(Dataset excerpts on object pointing)
BEGIN

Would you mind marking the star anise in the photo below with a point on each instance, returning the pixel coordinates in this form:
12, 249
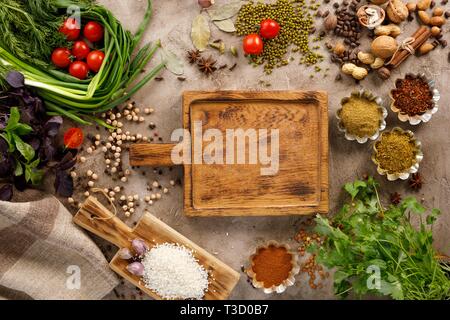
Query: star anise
396, 198
207, 66
193, 56
416, 181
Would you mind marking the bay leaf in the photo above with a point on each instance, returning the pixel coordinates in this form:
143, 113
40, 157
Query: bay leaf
226, 25
225, 11
172, 62
200, 32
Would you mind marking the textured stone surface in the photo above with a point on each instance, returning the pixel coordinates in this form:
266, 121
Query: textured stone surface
233, 239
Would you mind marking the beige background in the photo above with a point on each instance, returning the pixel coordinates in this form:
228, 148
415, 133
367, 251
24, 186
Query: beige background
233, 239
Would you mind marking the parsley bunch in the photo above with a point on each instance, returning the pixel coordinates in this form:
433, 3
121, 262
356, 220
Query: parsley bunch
376, 250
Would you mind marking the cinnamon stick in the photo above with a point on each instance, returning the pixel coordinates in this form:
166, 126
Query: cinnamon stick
421, 36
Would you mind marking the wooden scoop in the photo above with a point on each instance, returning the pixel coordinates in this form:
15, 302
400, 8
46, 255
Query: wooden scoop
93, 216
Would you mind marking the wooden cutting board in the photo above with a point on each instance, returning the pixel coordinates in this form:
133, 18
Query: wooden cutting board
93, 216
301, 183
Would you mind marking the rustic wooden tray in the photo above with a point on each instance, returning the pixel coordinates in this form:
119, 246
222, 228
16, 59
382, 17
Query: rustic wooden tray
301, 184
93, 216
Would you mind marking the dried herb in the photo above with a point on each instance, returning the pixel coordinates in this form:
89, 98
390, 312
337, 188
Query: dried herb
193, 56
207, 65
395, 152
416, 181
225, 11
365, 237
225, 25
200, 32
360, 116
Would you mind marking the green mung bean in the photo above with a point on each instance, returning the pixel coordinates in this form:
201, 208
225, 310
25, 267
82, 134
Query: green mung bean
296, 22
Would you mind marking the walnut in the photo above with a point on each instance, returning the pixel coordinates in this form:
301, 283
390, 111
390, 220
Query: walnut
397, 11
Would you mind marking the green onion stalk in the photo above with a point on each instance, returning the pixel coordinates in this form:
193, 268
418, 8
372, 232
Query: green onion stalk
117, 79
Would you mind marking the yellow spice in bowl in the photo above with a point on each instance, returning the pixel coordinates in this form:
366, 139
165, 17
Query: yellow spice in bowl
360, 116
395, 152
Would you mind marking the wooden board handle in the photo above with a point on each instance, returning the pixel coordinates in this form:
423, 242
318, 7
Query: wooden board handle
151, 154
93, 216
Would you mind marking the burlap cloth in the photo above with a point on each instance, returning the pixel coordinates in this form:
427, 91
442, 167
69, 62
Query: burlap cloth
44, 255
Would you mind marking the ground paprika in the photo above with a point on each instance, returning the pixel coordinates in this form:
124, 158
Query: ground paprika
272, 265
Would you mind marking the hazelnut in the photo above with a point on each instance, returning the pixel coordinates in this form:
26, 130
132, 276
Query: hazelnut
384, 73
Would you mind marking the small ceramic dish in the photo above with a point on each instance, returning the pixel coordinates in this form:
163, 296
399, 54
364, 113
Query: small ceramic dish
392, 176
423, 117
382, 110
290, 281
364, 19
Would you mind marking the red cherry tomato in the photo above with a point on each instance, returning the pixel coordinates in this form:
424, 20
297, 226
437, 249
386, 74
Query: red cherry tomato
269, 28
71, 29
95, 60
61, 57
253, 44
93, 31
79, 69
73, 138
80, 50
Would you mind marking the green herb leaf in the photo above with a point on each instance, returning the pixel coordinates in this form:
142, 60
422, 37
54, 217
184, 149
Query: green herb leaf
173, 63
19, 169
25, 149
411, 203
200, 32
13, 120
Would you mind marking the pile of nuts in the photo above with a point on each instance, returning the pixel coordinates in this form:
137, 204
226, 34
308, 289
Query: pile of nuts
345, 23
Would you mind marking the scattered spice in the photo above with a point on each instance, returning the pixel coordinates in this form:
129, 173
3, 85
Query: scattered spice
315, 271
193, 56
207, 65
416, 181
395, 151
360, 116
395, 198
412, 95
272, 265
295, 21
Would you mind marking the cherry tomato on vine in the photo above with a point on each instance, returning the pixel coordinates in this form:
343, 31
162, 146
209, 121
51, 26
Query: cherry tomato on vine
269, 28
80, 50
79, 69
93, 31
71, 29
253, 44
73, 138
61, 57
95, 60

END

▸ EXERCISE: Give back exactly the lines from the one containing "Would you mind marking the red" to the end of the material, both ends included.

▸ THE RESULT:
Would you mind marking the red cherry tomato in the photo above with a point on each instance, returning the pixel coordinates in this form:
424, 20
297, 226
437, 249
386, 74
Query: red cherry tomato
269, 28
71, 29
95, 60
61, 57
253, 44
93, 31
79, 69
73, 138
80, 50
Would you mind marking the green herb leaf in the photo above with a point on each instance, returning the pixel coordinates in this form:
142, 60
422, 37
54, 217
184, 149
Query: green herb leaf
173, 63
19, 169
25, 149
411, 203
200, 32
13, 120
Would you mind marking the pile of nuts in the photo above with a point on each instance, returning the pixel coordinates in this form:
137, 204
226, 34
308, 289
Query: pile of nuts
345, 23
Would you mind marking the scattered spice in the photo above with a point on each instance, returning the pixel coordinates in this form:
129, 173
3, 85
Query: scattered spice
315, 271
193, 56
207, 65
416, 181
395, 151
360, 116
395, 198
412, 95
272, 265
295, 21
Would you mind marking the cherry tomato on vine in the photo above with a point on each instance, returning the pixel coordinates in this form:
343, 31
162, 146
209, 121
51, 26
Query: cherry tomato on vine
269, 28
80, 50
79, 69
93, 31
71, 29
253, 44
73, 138
61, 57
95, 60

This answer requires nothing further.